TASK DETAILS: Emit the line that holds "point: blue football" and all lines following it through the end of the data, verbatim, and nothing else.

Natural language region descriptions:
○ ○ ○ ○ ○ ○ ○

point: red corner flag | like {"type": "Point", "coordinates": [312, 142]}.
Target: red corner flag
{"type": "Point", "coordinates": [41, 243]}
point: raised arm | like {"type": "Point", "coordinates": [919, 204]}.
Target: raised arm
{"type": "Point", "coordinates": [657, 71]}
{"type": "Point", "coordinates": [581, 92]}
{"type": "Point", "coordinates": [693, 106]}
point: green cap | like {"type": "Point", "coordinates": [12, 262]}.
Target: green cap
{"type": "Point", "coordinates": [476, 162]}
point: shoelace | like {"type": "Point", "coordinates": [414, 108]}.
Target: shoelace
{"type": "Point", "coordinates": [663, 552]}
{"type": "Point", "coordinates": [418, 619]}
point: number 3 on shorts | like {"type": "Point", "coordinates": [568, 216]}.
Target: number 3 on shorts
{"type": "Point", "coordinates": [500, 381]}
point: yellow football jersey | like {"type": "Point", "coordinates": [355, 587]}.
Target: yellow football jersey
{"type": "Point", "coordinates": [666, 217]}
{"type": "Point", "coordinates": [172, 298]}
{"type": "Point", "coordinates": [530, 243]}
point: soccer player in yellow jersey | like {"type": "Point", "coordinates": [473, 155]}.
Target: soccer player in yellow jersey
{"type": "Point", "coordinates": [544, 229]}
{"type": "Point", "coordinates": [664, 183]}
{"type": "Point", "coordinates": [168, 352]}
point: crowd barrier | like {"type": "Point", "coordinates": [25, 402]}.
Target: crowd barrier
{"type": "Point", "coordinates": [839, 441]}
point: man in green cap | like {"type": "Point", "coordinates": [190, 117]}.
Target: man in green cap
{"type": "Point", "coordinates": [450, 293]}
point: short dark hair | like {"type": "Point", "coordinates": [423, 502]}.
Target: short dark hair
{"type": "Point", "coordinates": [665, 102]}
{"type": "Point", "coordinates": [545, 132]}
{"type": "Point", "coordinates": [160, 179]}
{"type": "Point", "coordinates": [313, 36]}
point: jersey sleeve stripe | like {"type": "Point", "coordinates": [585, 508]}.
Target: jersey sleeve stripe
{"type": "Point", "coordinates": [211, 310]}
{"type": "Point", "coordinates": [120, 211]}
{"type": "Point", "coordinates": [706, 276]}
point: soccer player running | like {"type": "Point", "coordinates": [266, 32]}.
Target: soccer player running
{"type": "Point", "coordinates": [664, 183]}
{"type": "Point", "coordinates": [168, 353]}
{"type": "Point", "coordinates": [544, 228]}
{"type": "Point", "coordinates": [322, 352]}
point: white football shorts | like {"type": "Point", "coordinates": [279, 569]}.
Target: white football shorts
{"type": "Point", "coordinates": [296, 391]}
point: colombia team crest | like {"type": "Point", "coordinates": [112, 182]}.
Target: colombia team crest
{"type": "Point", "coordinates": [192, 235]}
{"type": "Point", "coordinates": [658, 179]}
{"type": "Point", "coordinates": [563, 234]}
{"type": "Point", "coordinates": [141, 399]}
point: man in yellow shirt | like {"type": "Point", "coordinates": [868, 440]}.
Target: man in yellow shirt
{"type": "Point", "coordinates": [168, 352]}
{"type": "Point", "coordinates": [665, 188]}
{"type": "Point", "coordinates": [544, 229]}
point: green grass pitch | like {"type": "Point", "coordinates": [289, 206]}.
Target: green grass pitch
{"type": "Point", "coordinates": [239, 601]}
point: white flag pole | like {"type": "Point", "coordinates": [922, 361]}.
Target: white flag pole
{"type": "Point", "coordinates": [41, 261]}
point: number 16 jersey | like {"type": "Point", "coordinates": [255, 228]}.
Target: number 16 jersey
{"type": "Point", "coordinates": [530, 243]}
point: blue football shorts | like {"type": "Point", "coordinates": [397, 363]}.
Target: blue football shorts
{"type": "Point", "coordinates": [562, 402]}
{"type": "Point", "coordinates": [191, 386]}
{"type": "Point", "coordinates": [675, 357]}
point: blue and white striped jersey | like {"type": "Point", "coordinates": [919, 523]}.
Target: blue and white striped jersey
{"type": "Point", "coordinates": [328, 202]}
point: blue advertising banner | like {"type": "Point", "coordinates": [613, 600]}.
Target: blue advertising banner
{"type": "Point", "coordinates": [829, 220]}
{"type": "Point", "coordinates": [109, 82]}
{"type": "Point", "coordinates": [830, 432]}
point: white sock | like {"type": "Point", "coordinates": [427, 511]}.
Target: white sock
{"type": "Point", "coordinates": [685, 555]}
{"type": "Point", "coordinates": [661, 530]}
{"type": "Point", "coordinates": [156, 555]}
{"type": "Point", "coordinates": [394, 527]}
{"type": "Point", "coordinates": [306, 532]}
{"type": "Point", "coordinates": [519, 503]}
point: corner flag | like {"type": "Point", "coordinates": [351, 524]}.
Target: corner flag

○ ○ ○ ○ ○ ○ ○

SOLUTION TO THIS EXERCISE:
point: blue football shorts | like {"type": "Point", "coordinates": [397, 363]}.
Target: blue football shorts
{"type": "Point", "coordinates": [562, 402]}
{"type": "Point", "coordinates": [191, 386]}
{"type": "Point", "coordinates": [675, 357]}
point: blue and white striped jersey | like {"type": "Point", "coordinates": [919, 523]}.
Target: blue and white striped jersey
{"type": "Point", "coordinates": [328, 202]}
point: blue advertising banner | like {"type": "Point", "coordinates": [613, 600]}.
Target: blue advertising banner
{"type": "Point", "coordinates": [829, 220]}
{"type": "Point", "coordinates": [109, 82]}
{"type": "Point", "coordinates": [830, 432]}
point: white sock | like {"type": "Point", "coordinates": [427, 511]}.
Target: white sock
{"type": "Point", "coordinates": [685, 555]}
{"type": "Point", "coordinates": [661, 530]}
{"type": "Point", "coordinates": [156, 555]}
{"type": "Point", "coordinates": [394, 527]}
{"type": "Point", "coordinates": [306, 532]}
{"type": "Point", "coordinates": [519, 503]}
point: corner flag | like {"type": "Point", "coordinates": [351, 524]}.
Target: corner flag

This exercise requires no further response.